Page extract:
This can be improved by having the PWM signal switch a voltage reference to the output.
How funny, I was just reading about this the other day!
I recently-ish got a reasonably high-end Sony CD player (CDP-XB930), which like the matching MiniDisc deck I have (the MDS-JB930), has “Current Pulse D/A Converter” plastered on the front panel. I’d never bothered looking into it, so I did, and it turns out that it’s exactly what you describe. Instead of a simple serial output from the decoder, it uses (redundant, duplicated!) balanced data pairs to the DAC, which then outputs the PWM (or is it pulse density on these? i forget.) pulse stream onto (non-duplicated) balanced pairs, which then feed into the “current pulse” chip which takes the pulsed voltage and uses it to control a constant-current source, which then ultimately gets output and smoothed. (The whole balanced pairs thing is apparently to reduce noise on the PSU rails, by ensuring that the current draw is always the same, whether a 0 or 1 is being transmitted...)
Does it actually matter for audio? I kinda doubt it. (I mean, the DACs in these things sound awesome, but so do most decent audio DACs.) But the wannabe-engineer in me does appreciate the attention to detail. (The Sony xB9xx line of products, from about 1998-2003, are really nicely made, and I like their simple aesthetics.) In the end, both CD and MD are connected to my receiver by TOSlink, so their DACs aren’t really getting used at all...
Here’s a discussion of it: https://www.diyaudio.com/forums/digital-source/21744-sony-current-pulse-dacs.html (https://www.diyaudio.com/forums/digital-source/21744-sony-current-pulse-dacs.html)
And somebody actually found the relevant patent, which explains it in detail: https://patents.google.com/patent/US5343197A/en (https://patents.google.com/patent/US5343197A/en)

Listed records:
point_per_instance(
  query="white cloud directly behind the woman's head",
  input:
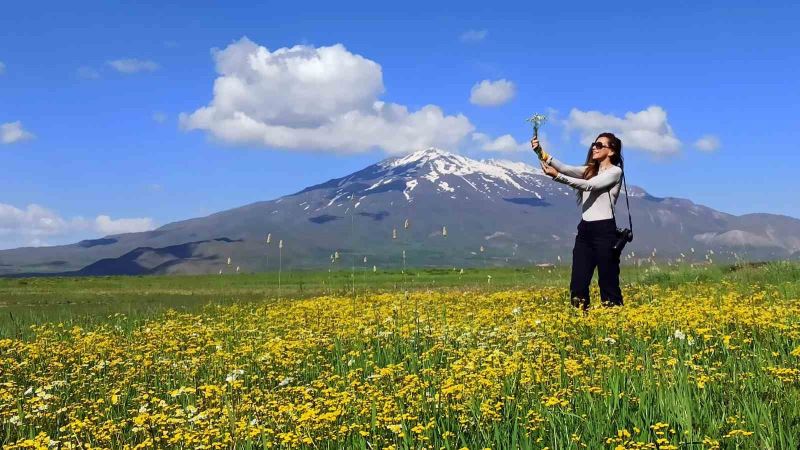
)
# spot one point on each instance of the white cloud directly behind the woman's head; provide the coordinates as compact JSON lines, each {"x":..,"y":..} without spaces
{"x":646,"y":130}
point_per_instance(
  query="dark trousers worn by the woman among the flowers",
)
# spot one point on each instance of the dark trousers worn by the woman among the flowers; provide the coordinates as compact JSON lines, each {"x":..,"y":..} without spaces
{"x":593,"y":249}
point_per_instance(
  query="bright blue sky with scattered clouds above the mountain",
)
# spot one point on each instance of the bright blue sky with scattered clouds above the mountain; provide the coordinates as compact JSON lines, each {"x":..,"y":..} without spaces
{"x":91,"y":95}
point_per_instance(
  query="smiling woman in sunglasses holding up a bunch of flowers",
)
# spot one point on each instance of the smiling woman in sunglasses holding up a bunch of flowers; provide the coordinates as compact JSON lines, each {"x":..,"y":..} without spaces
{"x":598,"y":184}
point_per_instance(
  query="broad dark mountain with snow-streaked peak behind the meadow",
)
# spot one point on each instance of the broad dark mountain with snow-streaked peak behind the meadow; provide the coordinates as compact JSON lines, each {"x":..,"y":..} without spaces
{"x":441,"y":208}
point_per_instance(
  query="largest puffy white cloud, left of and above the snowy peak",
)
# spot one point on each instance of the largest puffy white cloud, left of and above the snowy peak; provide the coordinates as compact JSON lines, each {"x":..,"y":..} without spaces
{"x":323,"y":98}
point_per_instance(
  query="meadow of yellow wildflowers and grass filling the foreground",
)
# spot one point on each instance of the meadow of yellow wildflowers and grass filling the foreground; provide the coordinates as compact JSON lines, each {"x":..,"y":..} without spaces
{"x":696,"y":365}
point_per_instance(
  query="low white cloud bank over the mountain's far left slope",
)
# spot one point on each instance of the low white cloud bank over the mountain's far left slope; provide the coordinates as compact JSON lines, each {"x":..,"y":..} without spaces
{"x":36,"y":225}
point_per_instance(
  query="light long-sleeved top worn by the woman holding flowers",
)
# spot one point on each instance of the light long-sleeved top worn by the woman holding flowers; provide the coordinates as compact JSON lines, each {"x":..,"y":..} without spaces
{"x":596,"y":204}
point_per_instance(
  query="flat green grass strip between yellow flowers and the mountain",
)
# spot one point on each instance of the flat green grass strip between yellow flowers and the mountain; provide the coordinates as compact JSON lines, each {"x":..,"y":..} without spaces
{"x":87,"y":300}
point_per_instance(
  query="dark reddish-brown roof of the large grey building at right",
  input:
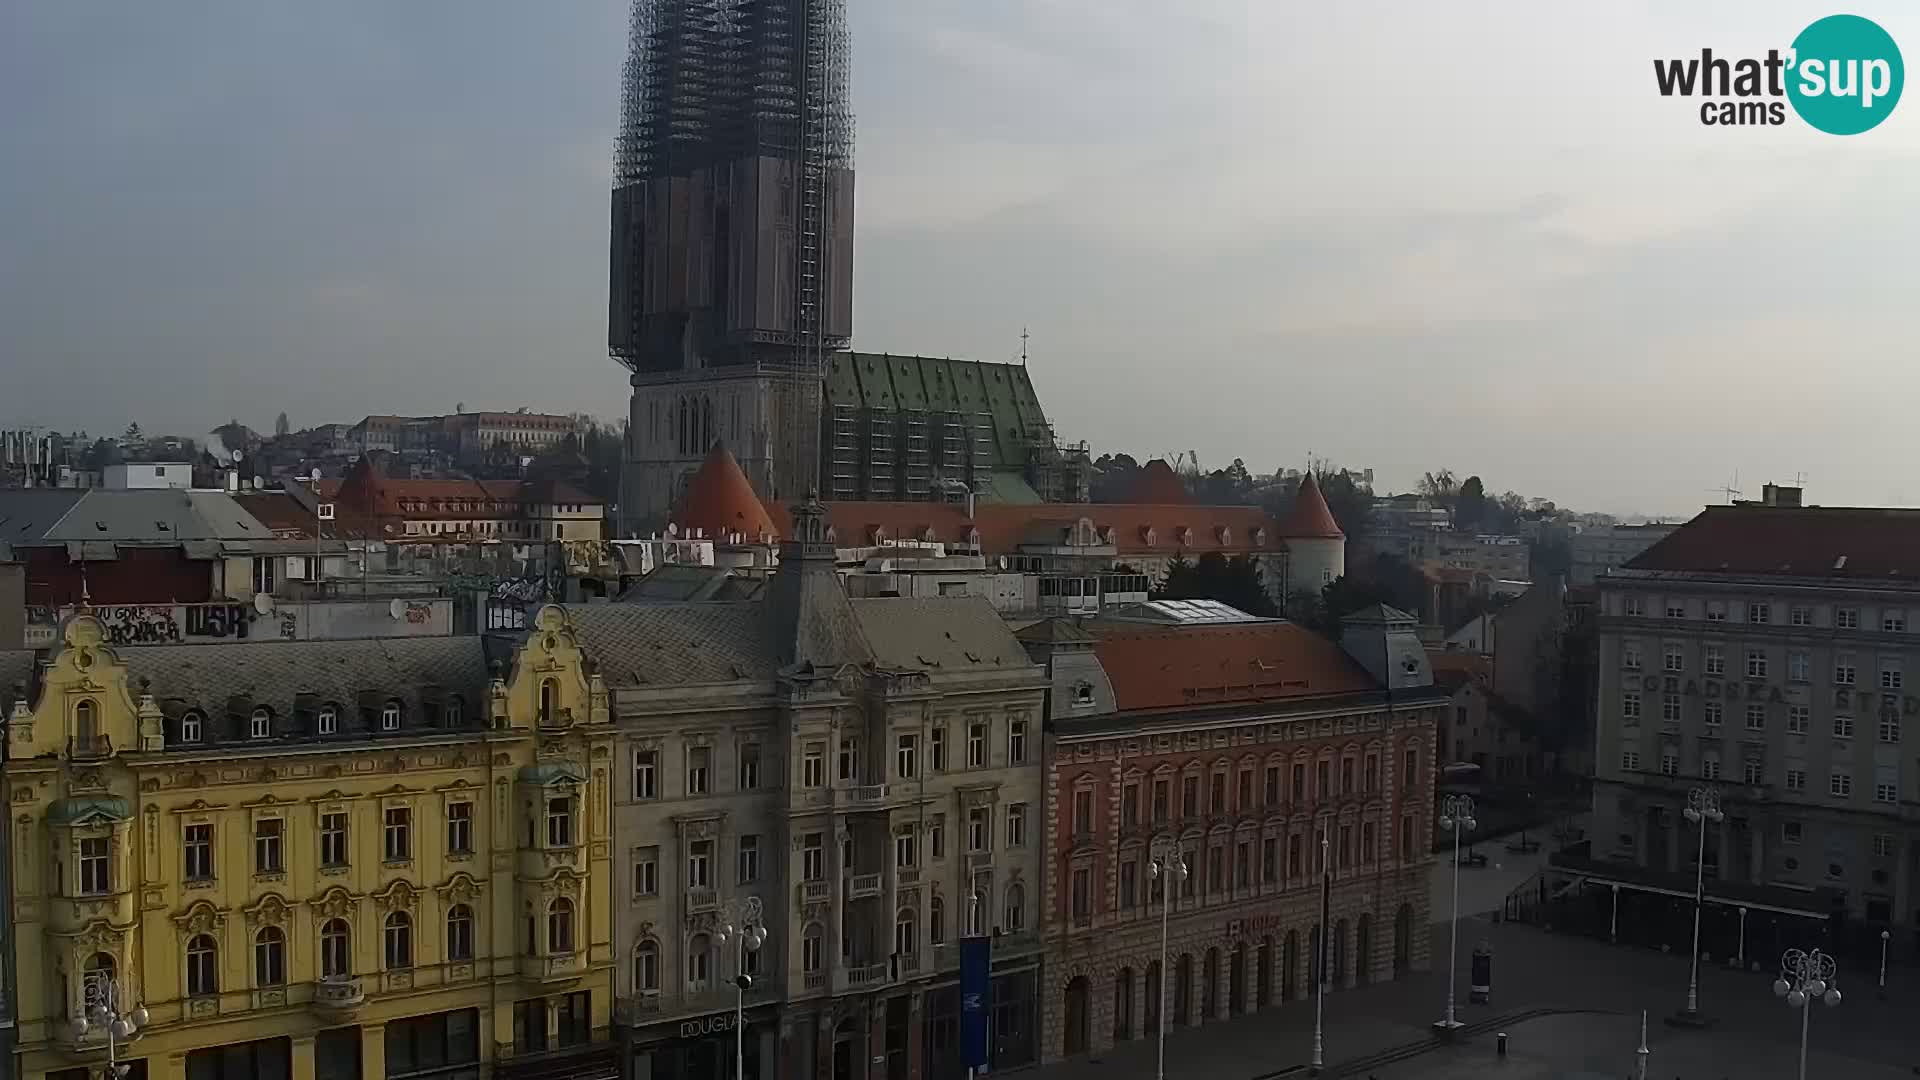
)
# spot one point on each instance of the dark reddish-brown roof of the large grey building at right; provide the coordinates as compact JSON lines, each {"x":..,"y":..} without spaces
{"x":1863,"y":545}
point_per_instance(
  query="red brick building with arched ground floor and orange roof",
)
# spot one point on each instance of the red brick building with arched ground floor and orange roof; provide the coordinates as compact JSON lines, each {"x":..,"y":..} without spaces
{"x":1243,"y":747}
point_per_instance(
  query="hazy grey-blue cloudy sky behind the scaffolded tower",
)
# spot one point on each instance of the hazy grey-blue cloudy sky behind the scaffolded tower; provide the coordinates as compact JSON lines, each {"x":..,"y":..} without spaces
{"x":1387,"y":233}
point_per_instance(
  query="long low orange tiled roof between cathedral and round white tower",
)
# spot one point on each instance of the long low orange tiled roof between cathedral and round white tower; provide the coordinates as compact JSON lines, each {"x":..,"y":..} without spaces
{"x":1134,"y":529}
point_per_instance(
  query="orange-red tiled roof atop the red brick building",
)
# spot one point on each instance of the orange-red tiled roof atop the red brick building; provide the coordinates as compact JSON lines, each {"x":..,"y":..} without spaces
{"x":1155,"y":668}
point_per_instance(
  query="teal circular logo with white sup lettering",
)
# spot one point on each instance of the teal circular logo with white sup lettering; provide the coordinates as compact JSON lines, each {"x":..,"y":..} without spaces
{"x":1848,"y":76}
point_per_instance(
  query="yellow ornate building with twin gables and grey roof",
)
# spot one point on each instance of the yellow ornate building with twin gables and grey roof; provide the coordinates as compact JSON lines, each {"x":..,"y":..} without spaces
{"x":362,"y":860}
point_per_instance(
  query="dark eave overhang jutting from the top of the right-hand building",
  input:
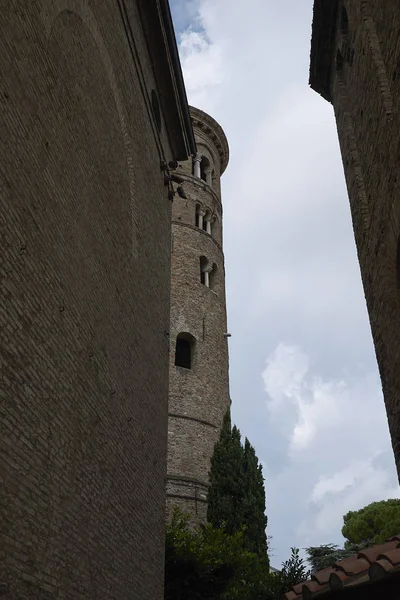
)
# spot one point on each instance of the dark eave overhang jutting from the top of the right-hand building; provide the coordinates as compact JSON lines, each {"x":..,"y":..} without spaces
{"x":322,"y":46}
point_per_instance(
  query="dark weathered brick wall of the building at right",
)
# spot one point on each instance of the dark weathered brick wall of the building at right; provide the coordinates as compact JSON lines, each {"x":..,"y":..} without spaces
{"x":365,"y":92}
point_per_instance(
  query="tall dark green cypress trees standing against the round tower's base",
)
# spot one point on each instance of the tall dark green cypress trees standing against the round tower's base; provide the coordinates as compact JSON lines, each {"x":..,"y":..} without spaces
{"x":236,"y":497}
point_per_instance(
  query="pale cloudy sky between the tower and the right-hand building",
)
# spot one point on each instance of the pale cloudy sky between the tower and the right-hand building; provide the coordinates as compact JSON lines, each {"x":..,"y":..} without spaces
{"x":304,"y":381}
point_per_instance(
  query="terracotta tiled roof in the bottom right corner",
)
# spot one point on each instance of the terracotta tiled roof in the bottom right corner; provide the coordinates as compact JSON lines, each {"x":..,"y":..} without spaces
{"x":370,"y":564}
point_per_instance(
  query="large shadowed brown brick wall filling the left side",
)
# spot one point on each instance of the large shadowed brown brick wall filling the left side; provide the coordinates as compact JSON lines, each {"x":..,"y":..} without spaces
{"x":85,"y":229}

Problem requirements: From the forum post about current pulse converters, list every Sony model number or product-line designation it mentions.

Answer box:
- CDP-XB930
- MDS-JB930
- xB9xx